* INFORMATION SHOWN:
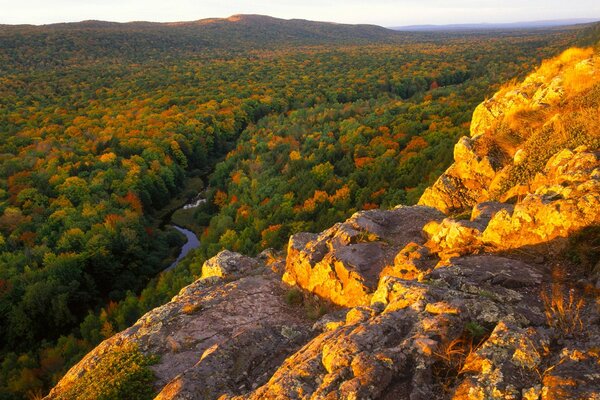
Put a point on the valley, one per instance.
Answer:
(286, 126)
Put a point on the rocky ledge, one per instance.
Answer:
(480, 292)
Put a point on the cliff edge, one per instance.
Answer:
(488, 289)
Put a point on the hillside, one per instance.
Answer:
(486, 290)
(103, 133)
(142, 41)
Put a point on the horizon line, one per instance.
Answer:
(568, 21)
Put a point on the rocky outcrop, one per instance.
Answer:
(473, 294)
(507, 129)
(215, 336)
(343, 264)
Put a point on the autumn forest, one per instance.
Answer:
(103, 126)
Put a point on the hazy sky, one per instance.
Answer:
(381, 12)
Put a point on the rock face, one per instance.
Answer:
(243, 329)
(343, 263)
(485, 304)
(506, 131)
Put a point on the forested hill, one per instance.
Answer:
(103, 124)
(143, 40)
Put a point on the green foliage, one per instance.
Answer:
(120, 374)
(100, 124)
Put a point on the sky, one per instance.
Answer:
(380, 12)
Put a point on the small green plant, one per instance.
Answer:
(120, 374)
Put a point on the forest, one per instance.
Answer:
(289, 135)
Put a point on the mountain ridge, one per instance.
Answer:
(462, 296)
(496, 26)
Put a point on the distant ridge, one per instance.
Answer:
(487, 26)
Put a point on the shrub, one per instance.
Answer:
(122, 374)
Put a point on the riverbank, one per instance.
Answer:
(191, 243)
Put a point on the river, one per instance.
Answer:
(192, 243)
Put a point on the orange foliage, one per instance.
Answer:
(220, 199)
(361, 162)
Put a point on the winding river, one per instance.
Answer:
(192, 243)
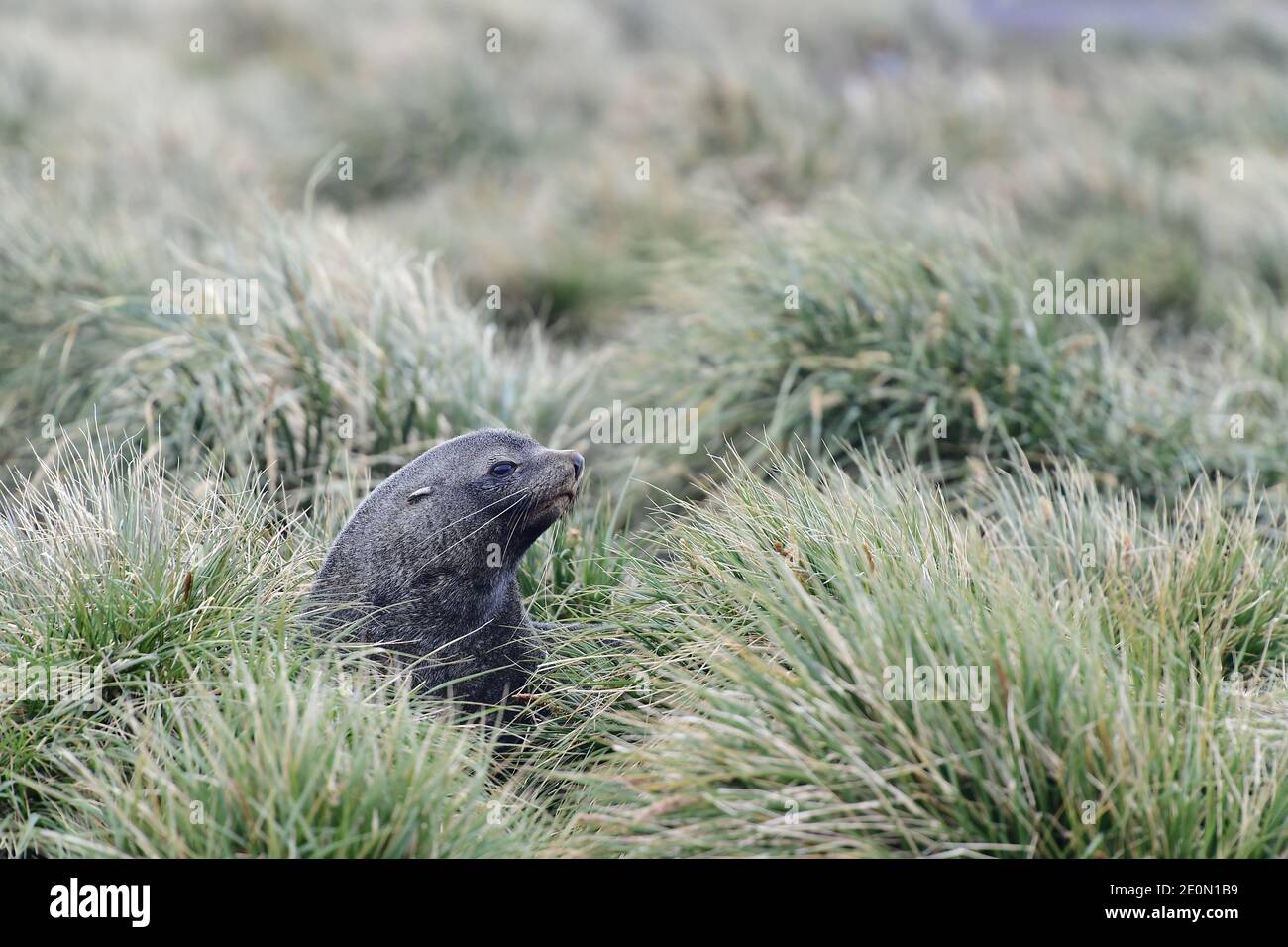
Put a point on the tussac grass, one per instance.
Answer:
(715, 686)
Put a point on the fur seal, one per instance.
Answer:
(426, 564)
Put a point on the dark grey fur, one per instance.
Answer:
(426, 565)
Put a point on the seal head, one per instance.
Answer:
(428, 562)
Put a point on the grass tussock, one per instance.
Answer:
(1112, 724)
(824, 256)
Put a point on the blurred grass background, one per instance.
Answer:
(516, 169)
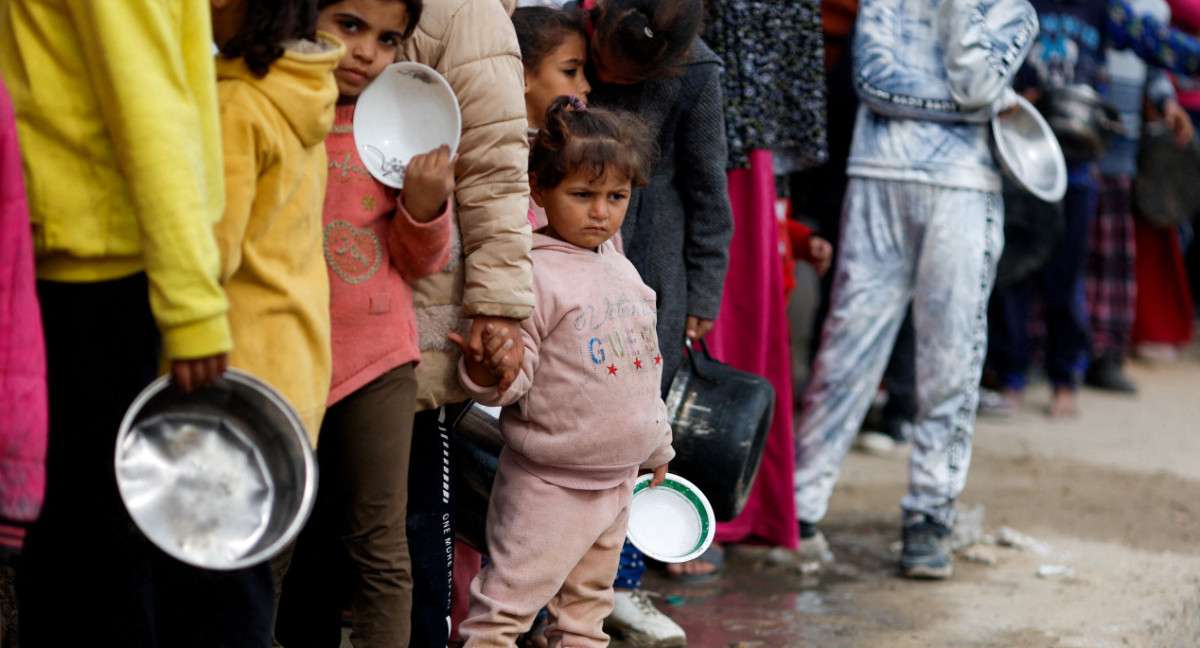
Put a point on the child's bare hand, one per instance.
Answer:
(490, 363)
(429, 181)
(660, 475)
(198, 372)
(511, 365)
(821, 252)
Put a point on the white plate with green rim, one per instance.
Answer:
(672, 522)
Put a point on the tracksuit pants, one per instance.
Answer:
(904, 243)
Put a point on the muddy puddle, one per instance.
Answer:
(766, 599)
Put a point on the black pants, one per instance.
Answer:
(353, 549)
(88, 576)
(431, 528)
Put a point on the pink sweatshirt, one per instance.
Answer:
(373, 250)
(585, 412)
(23, 400)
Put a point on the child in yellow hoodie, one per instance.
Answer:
(276, 91)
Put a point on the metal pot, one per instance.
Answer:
(1165, 192)
(221, 478)
(475, 449)
(1029, 151)
(719, 419)
(1080, 119)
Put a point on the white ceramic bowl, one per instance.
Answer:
(220, 478)
(672, 522)
(1029, 151)
(407, 111)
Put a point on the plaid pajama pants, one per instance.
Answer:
(1111, 288)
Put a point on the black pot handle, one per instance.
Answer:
(699, 363)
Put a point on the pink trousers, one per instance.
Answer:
(550, 545)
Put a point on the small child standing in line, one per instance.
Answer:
(377, 241)
(593, 418)
(553, 53)
(276, 91)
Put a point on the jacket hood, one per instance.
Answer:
(300, 84)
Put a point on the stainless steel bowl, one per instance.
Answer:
(1029, 151)
(221, 478)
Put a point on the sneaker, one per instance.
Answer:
(924, 555)
(635, 621)
(879, 444)
(1105, 372)
(814, 547)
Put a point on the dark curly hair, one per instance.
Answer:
(649, 39)
(267, 27)
(540, 30)
(413, 7)
(594, 138)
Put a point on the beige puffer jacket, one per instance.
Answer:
(472, 43)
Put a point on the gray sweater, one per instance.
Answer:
(677, 229)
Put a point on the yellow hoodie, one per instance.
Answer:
(273, 262)
(118, 124)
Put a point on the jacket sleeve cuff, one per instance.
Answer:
(198, 339)
(441, 221)
(511, 311)
(661, 456)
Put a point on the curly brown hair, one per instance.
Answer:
(593, 138)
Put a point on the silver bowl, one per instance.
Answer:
(222, 478)
(1029, 151)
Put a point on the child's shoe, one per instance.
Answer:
(636, 621)
(924, 553)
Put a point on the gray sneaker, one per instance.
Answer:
(924, 555)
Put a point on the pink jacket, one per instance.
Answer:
(23, 407)
(585, 412)
(373, 250)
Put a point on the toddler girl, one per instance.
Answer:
(646, 58)
(376, 241)
(561, 501)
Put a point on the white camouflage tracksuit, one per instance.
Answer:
(922, 221)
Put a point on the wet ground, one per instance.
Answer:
(1105, 515)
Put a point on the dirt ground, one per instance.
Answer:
(1104, 513)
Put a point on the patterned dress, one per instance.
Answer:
(774, 79)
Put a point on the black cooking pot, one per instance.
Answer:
(1165, 191)
(475, 447)
(1080, 119)
(719, 420)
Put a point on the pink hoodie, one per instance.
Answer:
(23, 406)
(589, 413)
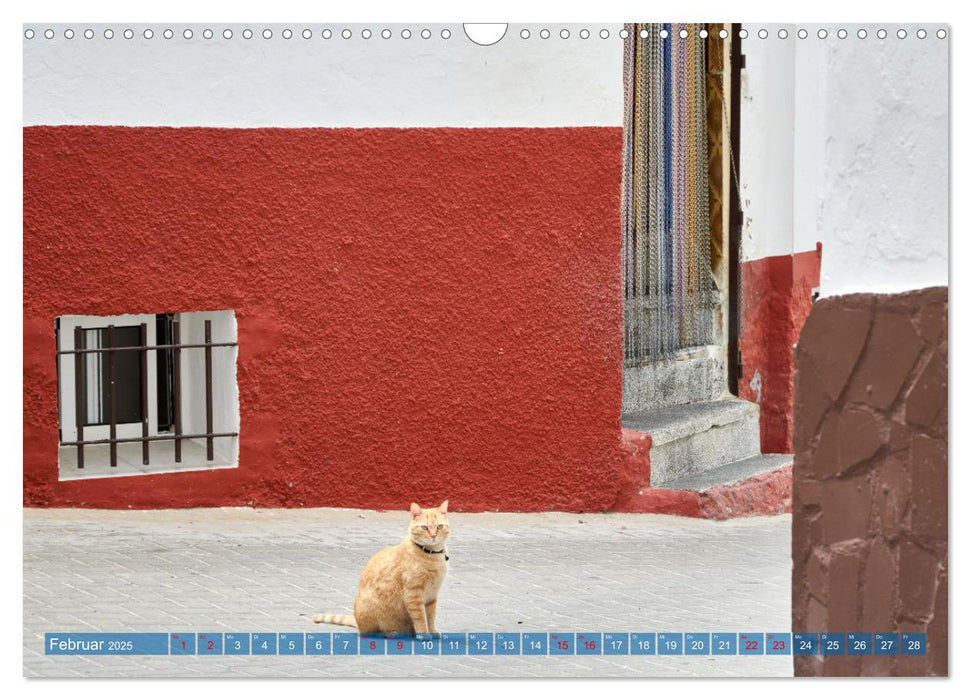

* YOUR OBJECTIVE: Count the lines in the listing that contain the string "jacket", and reply with the number alone.

* RIGHT ANSWER: 4